## PROBLEM TO WORK ON
Using the entries below, quote exactly the span of lines that begins with the line containing "Task: Tag the arched" and ends with the final line.

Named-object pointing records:
start
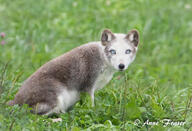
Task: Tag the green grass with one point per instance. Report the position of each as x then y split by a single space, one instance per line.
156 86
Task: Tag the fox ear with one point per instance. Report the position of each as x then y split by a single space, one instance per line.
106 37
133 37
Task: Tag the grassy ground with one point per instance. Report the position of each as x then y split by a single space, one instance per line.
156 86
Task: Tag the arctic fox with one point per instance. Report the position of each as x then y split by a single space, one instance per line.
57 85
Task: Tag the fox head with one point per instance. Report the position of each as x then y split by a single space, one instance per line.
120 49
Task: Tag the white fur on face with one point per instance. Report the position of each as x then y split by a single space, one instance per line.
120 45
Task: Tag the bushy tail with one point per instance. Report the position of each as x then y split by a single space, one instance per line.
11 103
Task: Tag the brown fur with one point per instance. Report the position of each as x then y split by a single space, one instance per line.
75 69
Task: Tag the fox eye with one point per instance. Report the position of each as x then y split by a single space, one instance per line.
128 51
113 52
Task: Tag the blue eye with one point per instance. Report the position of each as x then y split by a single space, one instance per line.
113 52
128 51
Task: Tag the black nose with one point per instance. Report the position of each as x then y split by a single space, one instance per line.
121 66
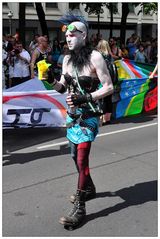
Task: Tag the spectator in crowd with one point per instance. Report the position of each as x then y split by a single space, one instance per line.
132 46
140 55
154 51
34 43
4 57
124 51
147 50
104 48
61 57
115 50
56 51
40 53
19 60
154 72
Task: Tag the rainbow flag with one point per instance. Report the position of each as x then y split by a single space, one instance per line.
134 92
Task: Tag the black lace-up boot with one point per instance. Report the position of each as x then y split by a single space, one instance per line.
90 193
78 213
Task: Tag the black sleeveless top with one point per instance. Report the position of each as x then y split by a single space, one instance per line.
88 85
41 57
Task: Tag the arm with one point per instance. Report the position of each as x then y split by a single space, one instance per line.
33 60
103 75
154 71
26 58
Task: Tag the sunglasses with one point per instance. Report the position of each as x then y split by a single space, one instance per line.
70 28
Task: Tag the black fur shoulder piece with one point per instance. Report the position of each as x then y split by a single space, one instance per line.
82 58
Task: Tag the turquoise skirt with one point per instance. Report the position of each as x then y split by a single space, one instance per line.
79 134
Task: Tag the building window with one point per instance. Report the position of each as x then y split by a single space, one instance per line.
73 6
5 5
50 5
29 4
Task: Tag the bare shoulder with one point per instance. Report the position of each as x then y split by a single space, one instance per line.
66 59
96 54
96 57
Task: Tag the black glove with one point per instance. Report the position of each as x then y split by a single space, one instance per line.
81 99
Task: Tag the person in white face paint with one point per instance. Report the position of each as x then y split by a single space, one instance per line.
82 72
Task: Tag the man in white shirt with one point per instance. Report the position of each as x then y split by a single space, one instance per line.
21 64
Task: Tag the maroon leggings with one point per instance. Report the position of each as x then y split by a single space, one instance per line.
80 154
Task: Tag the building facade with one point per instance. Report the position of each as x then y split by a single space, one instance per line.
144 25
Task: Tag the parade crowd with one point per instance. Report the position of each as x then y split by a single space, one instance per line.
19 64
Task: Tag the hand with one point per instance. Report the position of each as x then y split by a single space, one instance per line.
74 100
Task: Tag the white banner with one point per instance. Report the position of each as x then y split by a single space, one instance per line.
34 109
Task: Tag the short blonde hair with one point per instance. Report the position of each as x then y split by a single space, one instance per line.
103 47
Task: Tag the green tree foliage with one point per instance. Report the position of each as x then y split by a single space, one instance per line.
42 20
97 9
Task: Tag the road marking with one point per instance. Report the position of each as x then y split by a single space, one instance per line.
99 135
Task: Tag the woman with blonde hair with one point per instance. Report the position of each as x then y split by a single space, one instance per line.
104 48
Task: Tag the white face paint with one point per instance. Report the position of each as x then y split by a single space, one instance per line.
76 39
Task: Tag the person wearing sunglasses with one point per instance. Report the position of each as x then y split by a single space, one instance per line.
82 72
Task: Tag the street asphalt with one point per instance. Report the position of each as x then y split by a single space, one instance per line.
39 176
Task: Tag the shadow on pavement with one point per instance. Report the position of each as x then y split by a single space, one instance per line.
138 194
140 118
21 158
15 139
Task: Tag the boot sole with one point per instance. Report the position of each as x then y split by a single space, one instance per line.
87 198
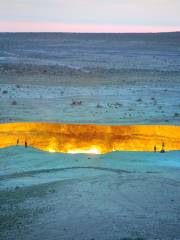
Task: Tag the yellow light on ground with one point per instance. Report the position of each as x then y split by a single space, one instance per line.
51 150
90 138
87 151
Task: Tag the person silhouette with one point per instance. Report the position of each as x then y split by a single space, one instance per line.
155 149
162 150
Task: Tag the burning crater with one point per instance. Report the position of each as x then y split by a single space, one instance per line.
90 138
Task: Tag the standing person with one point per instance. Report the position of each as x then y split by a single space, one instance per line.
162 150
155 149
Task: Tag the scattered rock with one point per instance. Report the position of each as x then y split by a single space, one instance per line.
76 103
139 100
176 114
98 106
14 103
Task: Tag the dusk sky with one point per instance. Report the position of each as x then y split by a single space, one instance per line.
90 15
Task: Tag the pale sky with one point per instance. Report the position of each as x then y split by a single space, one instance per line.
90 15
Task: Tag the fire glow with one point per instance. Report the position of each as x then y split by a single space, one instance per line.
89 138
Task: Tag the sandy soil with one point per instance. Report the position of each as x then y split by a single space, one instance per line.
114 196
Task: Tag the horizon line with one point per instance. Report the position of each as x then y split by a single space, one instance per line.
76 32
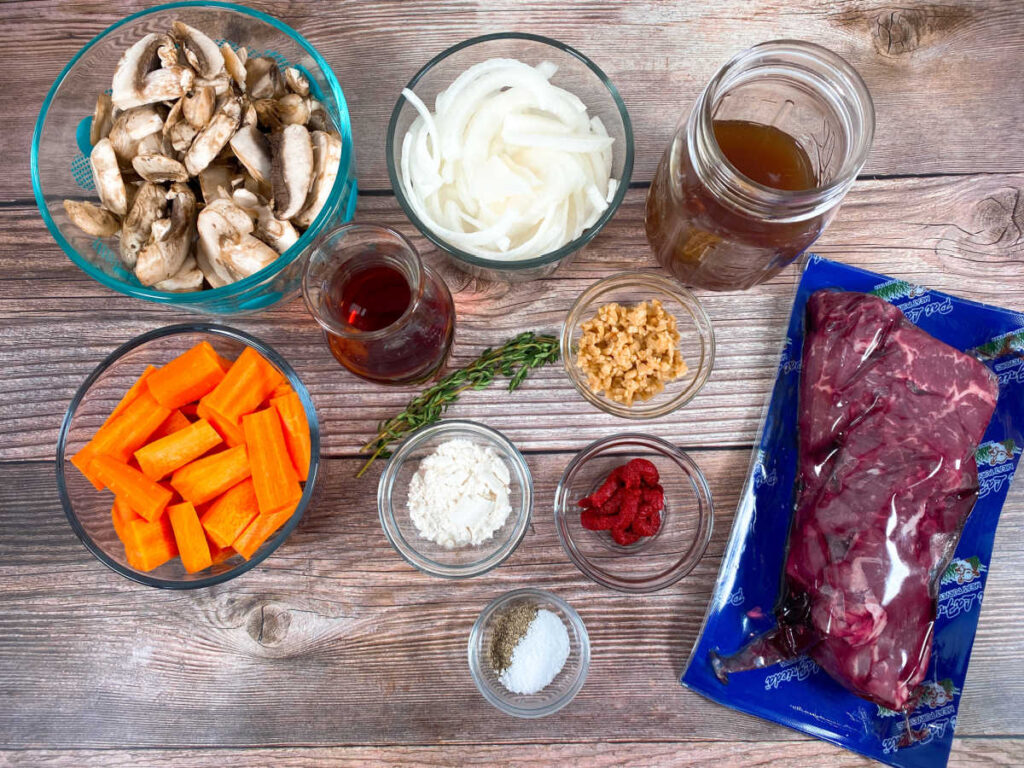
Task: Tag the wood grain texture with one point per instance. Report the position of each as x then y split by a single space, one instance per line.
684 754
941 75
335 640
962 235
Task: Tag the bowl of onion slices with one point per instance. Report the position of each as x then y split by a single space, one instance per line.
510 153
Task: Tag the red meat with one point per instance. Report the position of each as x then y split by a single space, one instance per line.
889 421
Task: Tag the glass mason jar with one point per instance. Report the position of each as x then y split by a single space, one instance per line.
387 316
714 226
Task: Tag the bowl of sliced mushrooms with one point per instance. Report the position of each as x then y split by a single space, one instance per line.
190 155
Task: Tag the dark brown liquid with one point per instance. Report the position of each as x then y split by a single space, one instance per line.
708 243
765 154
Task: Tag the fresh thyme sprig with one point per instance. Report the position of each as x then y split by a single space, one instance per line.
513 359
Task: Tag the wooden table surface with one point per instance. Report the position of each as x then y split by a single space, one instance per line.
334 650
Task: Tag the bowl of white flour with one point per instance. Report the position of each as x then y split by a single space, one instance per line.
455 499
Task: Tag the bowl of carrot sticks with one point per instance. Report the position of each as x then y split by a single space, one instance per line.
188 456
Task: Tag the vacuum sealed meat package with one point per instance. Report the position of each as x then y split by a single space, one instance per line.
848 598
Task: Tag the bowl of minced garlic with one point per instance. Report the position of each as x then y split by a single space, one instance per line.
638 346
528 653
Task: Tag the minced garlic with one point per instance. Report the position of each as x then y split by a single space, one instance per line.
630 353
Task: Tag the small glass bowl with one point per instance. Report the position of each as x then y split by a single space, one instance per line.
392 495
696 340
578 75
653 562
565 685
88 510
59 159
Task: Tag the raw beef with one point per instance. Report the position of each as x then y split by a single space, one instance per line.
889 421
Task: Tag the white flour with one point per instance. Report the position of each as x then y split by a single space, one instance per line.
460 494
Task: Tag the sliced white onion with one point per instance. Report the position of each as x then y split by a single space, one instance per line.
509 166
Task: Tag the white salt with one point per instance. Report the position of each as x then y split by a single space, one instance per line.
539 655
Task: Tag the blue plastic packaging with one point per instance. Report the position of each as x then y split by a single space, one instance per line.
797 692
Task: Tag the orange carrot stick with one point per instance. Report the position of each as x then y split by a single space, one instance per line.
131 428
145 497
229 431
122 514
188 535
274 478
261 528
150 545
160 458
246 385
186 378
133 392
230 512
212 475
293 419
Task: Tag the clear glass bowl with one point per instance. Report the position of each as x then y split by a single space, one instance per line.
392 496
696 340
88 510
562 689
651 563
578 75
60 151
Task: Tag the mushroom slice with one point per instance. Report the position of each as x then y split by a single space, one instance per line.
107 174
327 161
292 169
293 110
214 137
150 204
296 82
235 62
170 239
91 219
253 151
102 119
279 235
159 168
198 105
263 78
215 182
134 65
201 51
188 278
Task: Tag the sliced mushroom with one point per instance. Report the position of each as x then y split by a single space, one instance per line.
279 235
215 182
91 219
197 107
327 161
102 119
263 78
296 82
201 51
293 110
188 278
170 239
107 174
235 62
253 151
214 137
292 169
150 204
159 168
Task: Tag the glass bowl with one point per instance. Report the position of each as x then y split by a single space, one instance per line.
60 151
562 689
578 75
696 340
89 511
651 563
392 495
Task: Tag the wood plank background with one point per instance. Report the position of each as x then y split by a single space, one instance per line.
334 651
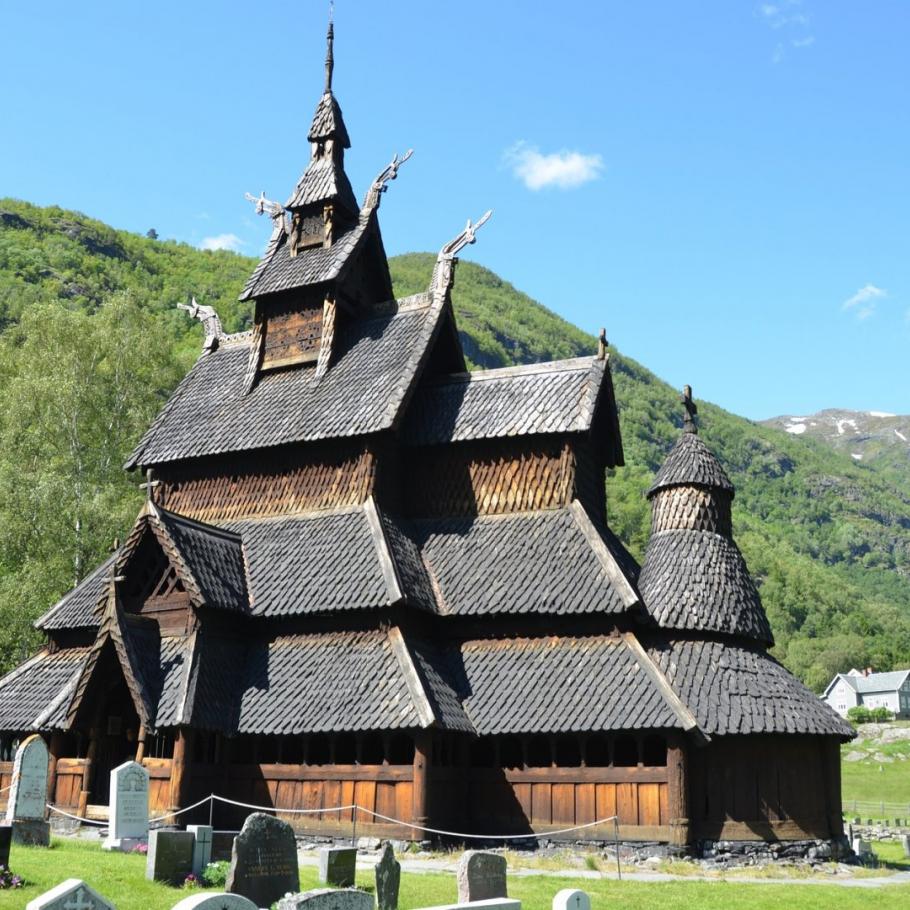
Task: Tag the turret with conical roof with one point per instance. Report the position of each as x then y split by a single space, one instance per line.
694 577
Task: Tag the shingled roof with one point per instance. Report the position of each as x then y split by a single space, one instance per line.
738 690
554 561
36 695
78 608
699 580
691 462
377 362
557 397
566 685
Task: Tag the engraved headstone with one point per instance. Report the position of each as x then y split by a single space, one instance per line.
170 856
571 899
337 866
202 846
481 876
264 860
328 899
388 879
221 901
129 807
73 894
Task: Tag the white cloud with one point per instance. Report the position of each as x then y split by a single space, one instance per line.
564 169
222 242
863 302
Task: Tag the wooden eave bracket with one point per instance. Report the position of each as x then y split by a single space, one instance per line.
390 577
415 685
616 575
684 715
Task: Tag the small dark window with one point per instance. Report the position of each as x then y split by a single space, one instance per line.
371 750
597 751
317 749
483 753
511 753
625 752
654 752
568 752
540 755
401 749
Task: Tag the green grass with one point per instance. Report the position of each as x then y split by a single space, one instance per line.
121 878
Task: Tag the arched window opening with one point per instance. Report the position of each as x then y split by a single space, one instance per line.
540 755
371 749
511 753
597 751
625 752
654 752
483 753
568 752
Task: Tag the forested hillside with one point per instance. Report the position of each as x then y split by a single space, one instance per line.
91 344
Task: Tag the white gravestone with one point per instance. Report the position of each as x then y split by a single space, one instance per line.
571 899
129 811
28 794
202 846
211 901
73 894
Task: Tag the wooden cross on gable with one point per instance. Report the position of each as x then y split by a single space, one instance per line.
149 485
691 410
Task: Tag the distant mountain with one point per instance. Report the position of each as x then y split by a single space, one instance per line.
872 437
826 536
end
## RESULT OF THE EXERCISE
Task: Tag the arched window opening with one point per instance. Report the position of each as x then y split by a single space, one instance per line.
540 755
371 749
511 753
597 751
625 752
654 752
483 753
568 752
Task: Tag the forested hillside with one point per instance. Report the position of each as x then y split by a single space, one instance per line.
91 344
Task: Tag the white gravestone with one point per instance. Report the position of each as x then y split by a single space, one instance per line.
571 899
129 811
28 794
202 846
211 901
73 894
Task: Tag the wooden cross on gable with one point per instance. Report the position of each as x then y split by a single space, one instance per line.
149 485
691 410
Task: Tag the distant mountain with one point per instance. Report the position of each as x then y split by a single space, one instance per line.
872 437
826 536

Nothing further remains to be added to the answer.